> [To do] Go through the data and copy every line exactly, but not the images.

[[ Input open ]]

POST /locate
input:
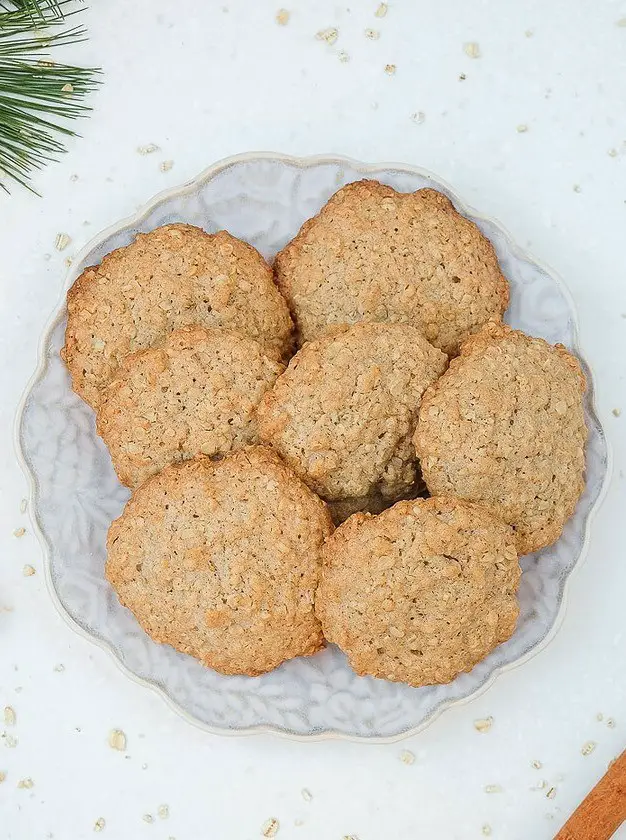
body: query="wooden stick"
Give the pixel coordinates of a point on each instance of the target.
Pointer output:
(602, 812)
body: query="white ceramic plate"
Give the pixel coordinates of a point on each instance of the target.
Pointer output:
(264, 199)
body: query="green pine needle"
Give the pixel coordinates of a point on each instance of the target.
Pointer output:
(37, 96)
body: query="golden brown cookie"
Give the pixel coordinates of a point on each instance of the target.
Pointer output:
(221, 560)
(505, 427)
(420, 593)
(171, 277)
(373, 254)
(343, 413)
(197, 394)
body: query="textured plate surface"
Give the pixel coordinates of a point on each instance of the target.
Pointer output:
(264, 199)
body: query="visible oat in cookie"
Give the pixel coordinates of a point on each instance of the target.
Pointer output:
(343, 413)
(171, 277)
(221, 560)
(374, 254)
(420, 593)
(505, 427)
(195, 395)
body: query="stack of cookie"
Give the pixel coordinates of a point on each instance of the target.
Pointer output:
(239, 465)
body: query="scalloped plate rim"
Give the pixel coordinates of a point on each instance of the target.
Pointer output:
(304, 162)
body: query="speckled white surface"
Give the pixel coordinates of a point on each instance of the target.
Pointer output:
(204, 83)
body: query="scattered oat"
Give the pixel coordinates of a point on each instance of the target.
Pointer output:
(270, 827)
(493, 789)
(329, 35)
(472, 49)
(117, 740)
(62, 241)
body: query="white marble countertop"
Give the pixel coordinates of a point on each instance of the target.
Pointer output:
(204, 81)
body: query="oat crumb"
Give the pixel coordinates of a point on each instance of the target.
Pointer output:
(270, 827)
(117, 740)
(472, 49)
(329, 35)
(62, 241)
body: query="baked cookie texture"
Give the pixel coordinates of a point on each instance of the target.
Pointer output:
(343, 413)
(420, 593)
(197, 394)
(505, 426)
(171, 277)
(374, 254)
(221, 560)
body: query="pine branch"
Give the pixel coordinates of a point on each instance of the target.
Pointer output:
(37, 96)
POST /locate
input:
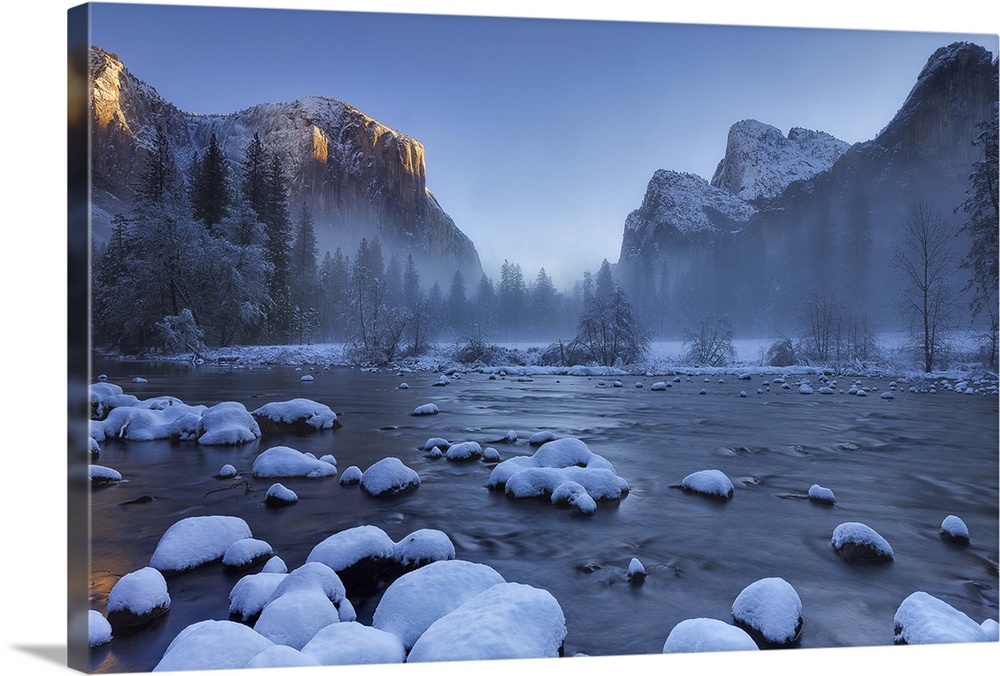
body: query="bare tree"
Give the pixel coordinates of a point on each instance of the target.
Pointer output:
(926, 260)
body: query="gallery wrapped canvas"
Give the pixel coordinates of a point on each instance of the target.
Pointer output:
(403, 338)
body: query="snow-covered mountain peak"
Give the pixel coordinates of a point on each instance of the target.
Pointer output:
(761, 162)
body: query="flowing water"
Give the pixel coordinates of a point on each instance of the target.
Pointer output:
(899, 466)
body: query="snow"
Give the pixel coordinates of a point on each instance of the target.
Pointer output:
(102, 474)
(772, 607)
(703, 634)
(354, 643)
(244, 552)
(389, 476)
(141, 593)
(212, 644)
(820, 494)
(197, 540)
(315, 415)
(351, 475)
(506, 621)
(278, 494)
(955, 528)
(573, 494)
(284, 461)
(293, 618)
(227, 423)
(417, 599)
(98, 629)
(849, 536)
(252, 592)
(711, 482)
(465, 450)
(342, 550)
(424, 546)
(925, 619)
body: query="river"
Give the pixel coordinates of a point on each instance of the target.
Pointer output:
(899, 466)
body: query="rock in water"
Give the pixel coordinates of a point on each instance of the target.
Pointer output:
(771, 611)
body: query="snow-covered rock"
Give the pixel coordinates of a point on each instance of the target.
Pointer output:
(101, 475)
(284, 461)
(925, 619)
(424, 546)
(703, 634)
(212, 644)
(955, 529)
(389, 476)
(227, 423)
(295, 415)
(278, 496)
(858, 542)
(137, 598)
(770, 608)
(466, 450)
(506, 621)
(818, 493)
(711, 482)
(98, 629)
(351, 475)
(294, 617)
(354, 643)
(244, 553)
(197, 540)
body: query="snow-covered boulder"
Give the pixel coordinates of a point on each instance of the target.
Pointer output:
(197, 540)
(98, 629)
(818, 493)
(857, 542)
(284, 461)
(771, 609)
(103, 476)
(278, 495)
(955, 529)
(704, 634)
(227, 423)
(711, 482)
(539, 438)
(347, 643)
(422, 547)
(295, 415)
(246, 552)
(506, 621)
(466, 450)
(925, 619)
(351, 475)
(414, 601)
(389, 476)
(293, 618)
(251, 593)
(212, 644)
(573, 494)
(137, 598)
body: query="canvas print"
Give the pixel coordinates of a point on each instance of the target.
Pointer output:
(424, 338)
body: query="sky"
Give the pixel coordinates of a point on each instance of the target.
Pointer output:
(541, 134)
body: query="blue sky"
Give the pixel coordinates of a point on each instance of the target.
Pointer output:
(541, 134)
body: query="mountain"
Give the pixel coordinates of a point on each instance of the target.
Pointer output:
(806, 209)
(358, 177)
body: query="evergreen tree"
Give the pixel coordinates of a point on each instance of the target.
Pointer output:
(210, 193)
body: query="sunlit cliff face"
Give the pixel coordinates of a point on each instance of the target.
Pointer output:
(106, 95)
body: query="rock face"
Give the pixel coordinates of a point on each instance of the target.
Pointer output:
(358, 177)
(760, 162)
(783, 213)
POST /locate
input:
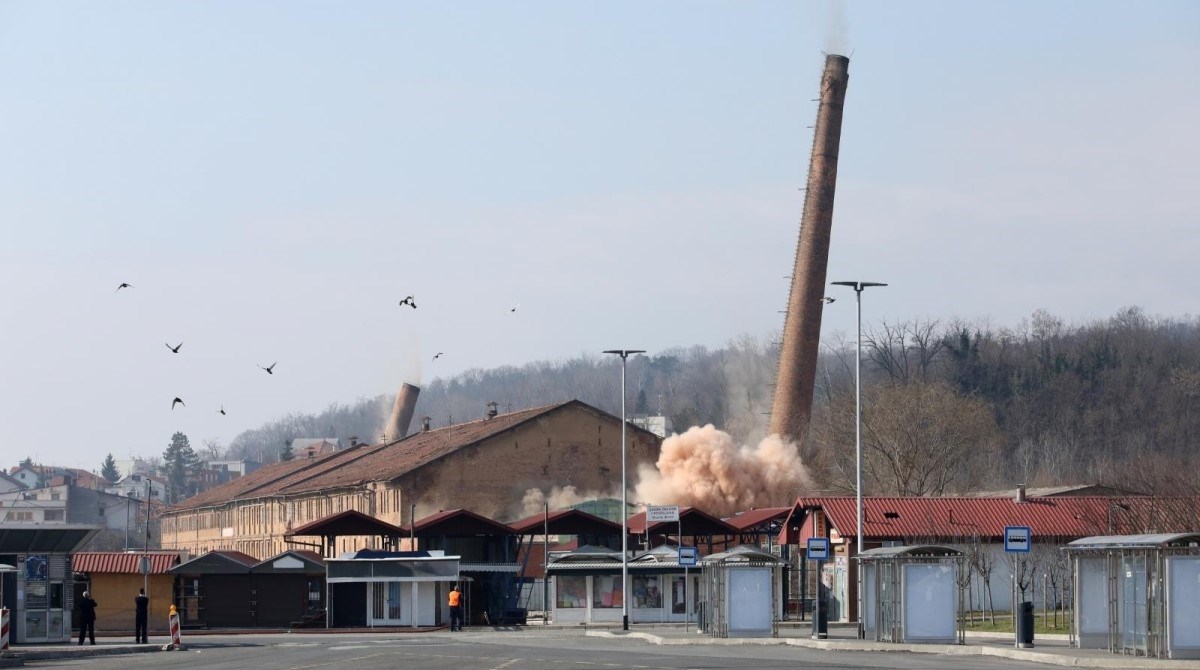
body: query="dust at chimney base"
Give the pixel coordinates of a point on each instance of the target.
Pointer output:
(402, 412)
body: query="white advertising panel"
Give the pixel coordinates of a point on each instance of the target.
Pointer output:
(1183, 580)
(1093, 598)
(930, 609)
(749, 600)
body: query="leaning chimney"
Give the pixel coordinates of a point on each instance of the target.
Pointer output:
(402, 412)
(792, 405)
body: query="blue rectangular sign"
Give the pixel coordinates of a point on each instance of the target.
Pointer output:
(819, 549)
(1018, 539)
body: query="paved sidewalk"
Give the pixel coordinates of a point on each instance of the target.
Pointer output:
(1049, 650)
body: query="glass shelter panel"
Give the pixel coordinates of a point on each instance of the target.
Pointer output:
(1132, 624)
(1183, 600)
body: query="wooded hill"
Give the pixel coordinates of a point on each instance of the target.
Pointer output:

[[ Input closed ]]

> [The completed task]
POST /locate
input:
body: query="wooden stick"
Give the pixel coordinates of a point on each instance of the target.
Pointer output:
(602, 812)
body: query="white ceramic plate"
Give the pixel coordinates of a point on each instance of the target.
Pointer output:
(264, 199)
body: query="green pine needle"
Give the pixel coordinates of a point on each instance of the target.
Pointer output:
(37, 96)
body: query="golden brown cookie"
Give the pixel coordinates of a point on each instance of the target.
Pointer output:
(221, 560)
(505, 427)
(420, 593)
(171, 277)
(373, 254)
(343, 413)
(197, 394)
body: query="textured plate surface"
Give the pixel coordinates of a point on each instance of the target.
Pointer output:
(264, 199)
body: query="visible oat in cookie"
Give the pixel coordinates of a point on each instance of the target.
Pointer output:
(343, 413)
(171, 277)
(221, 560)
(374, 254)
(420, 593)
(505, 427)
(195, 395)
body: query="stack of cookie"
Give the pixel coordinates of a point on each instance of the target.
Pointer output:
(239, 465)
body: query="scalloped plate rim"
Give the pixel coordinates of a point on each instance of the target.
Pointer output:
(304, 162)
body: query="speckled white surface"
Give the pixel coordinates of a point on each instance of the target.
Pointer output:
(204, 83)
body: query="scattered oat"
Give the pixel coordinates of a point on each instance of the target.
Pointer output:
(270, 827)
(493, 789)
(329, 35)
(472, 49)
(117, 740)
(62, 241)
body: query="white marble countertop"
Give the pixel coordinates of a point on each instance of the target.
Pointer output:
(204, 81)
body: query="oat crumb"
Give the pixel coordinates of a point on each instance of the target.
Pointer output:
(270, 827)
(117, 740)
(472, 49)
(329, 35)
(62, 241)
body: query="baked cookie texture"
Give the pixel coordinates of a point on each instance of the target.
Pointer output:
(343, 413)
(420, 593)
(197, 394)
(505, 426)
(171, 277)
(374, 254)
(221, 560)
body: query="pine branch"
Give the pixel coordinates of a point on each instance of the target.
Pointer output:
(37, 96)
POST /locate
input:
body: query="bare tree"
Give the pixel coordinates of a point on each instance of the target.
Pointer output:
(926, 260)
body: query="gallery wrapped canvas"
Give the pixel coordinates of a point on each instance of the target.
Pointer output:
(403, 338)
body: query="snow-covered mountain peak"
Give the pixel coordinates of a point on each instance of the target.
Pointer output:
(761, 162)
body: query="flowing water"
Give the pixel coordinates of a point on each instance of the target.
Pointer output:
(899, 466)
body: query="snow"
Give the pixel coordinates of a point on each instance of the target.
Pointer output:
(102, 474)
(772, 607)
(703, 634)
(354, 643)
(244, 552)
(389, 476)
(141, 593)
(212, 644)
(820, 494)
(197, 540)
(315, 415)
(351, 475)
(506, 621)
(278, 494)
(955, 528)
(573, 494)
(284, 461)
(293, 618)
(227, 423)
(417, 599)
(98, 629)
(849, 536)
(252, 592)
(711, 482)
(465, 450)
(342, 550)
(424, 546)
(925, 619)
body: query="river"
Give the pixel coordinates of a point on each instance of the target.
Pointer output:
(899, 466)
body: query="rock in water"
Give the pixel coordinates of a point on each instance of the target.
Pointer output:
(771, 611)
body: query="snow-covered rock"
Give the pixel coordinates of a point on each instance of the target.
Pointer output:
(101, 475)
(284, 461)
(925, 619)
(424, 546)
(703, 634)
(212, 644)
(955, 529)
(389, 476)
(227, 423)
(295, 415)
(278, 496)
(858, 542)
(137, 598)
(770, 608)
(466, 450)
(506, 621)
(818, 493)
(711, 482)
(98, 629)
(351, 475)
(294, 617)
(354, 643)
(244, 553)
(197, 540)
body: query="snow-covered boulder"
Give the pixel coordinates of a point on each instance of the target.
Pointer output:
(197, 540)
(98, 629)
(818, 493)
(857, 542)
(284, 461)
(771, 609)
(103, 476)
(278, 495)
(955, 529)
(704, 634)
(227, 423)
(711, 482)
(539, 438)
(347, 643)
(422, 547)
(295, 415)
(246, 552)
(506, 621)
(466, 450)
(925, 619)
(351, 475)
(414, 601)
(389, 476)
(293, 618)
(251, 593)
(212, 644)
(573, 494)
(137, 598)
body: query="canvas print"
Give the pixel coordinates of a point on each instance of the target.
Pointer output:
(424, 338)
body: query="sky"
Give the pixel coordinates of a point on each instance of the target.
Pointer output:
(541, 134)
body: query="blue sky"
Give the pixel coordinates of a point on each instance of the target.
Pointer output:
(541, 134)
body: query="mountain"
Give the pixel coordinates of a point on each instance of the target.
Pointer output:
(806, 209)
(358, 177)
body: query="evergreen tree"
Give the pixel coordinates of a point on each instance of the target.
Pointer output:
(210, 193)
body: query="sunlit cliff face"
Give the pixel coordinates of a point on each instance of the target.
Pointer output:
(106, 95)
body: query="rock face"
Give the pixel coordinates of a point on each instance of the target.
Pointer output:
(358, 177)
(760, 162)
(783, 213)
POST /locate
input:
body: query="dust at chimney base"
Give the pixel coordinates of a point on each instance of the target.
Pointer output:
(402, 412)
body: query="white advertising panel"
Give the pixel coordinates of a point on each instance of the target.
Pointer output:
(1183, 580)
(1093, 598)
(930, 609)
(749, 600)
body: query="leaning chimney"
Give the pixel coordinates of a point on each instance of the target.
Pointer output:
(402, 412)
(792, 405)
body: query="blue rectangular sign"
Give the pixel coordinates of a point on each instance of the target.
Pointer output:
(819, 549)
(1018, 539)
body: query="paved sidewalk"
Give the pixel coordinates of a point on each instance of the target.
Pointer output:
(1049, 650)
body: query="glass shelter panel"
Give the pixel coordinates of a point on each instance of the target.
Pointer output:
(1132, 624)
(1183, 600)
body: query="wooded hill"
Give the pixel coordinates of a point on each instance of the target.
Pointer output:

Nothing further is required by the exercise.